### Working data

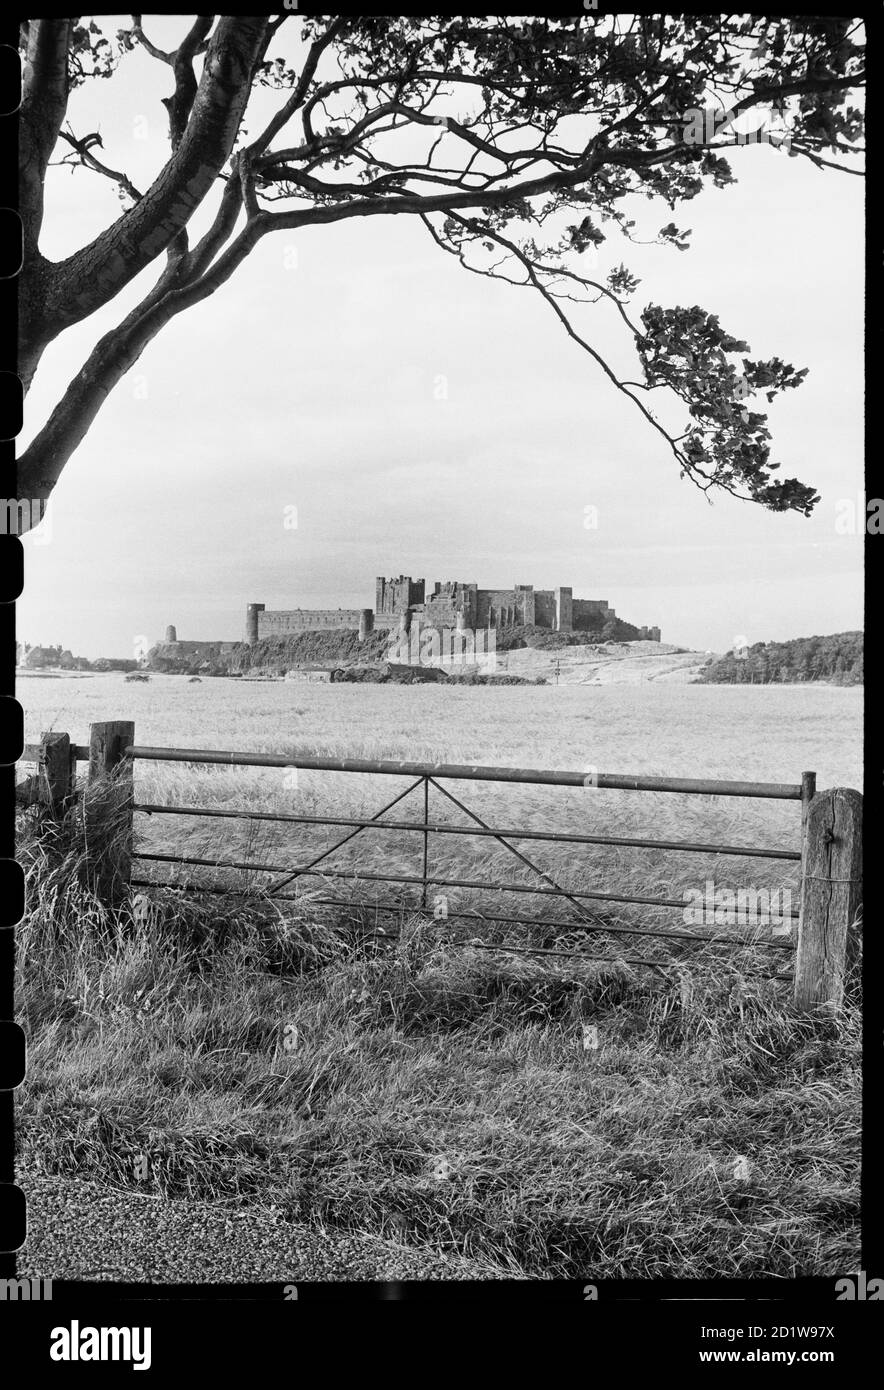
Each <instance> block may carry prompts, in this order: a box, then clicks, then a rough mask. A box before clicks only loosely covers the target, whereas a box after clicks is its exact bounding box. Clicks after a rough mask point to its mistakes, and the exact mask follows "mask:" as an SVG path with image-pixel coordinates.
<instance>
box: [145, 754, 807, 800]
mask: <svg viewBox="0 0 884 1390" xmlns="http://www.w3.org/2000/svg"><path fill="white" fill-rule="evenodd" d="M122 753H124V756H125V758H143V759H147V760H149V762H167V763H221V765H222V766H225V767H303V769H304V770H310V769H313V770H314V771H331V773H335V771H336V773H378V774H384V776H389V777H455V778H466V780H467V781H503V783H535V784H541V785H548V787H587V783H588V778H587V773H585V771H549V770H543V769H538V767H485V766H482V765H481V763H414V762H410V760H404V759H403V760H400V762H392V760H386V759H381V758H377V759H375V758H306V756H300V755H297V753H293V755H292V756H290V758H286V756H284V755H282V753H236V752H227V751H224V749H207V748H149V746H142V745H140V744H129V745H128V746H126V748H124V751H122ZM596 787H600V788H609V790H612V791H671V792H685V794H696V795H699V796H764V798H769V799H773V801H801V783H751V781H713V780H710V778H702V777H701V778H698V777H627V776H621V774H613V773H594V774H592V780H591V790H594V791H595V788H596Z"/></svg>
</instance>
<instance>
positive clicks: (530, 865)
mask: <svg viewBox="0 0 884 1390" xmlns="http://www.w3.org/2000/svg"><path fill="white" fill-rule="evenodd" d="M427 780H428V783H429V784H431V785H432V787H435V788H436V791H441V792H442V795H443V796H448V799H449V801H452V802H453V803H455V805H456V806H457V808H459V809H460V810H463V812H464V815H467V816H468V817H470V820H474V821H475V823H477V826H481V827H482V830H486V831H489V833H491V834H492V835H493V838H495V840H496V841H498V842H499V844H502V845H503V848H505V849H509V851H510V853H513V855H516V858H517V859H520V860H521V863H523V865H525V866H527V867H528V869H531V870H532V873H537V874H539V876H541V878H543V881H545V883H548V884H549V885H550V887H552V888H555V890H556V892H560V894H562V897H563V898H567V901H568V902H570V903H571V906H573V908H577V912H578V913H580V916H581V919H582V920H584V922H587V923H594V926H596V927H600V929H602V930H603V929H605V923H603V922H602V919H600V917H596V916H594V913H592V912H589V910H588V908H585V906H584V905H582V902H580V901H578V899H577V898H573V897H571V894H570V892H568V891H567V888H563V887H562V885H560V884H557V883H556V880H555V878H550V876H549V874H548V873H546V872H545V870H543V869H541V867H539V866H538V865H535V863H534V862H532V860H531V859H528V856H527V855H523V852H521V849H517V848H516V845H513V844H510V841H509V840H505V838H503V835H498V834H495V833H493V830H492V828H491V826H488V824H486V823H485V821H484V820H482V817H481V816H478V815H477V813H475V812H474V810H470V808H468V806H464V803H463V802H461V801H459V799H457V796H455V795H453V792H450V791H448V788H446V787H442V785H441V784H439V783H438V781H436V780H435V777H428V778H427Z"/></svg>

### To do
Which lines of the items contain the word "clicks"? Copy out each one, and treat case as significant when matching.

### Result of the exercise
Each <instance> block may carry prompts, in this order: a box, then clicks, then a rough mask. A box before clicks only loosely covers the target, whereas a box after clicks is its exact bounding box. Clicks after a rough mask point to its mistakes, and the exact mask follows "mask:" as an SVG path with image-pixel coordinates.
positive clicks: (530, 865)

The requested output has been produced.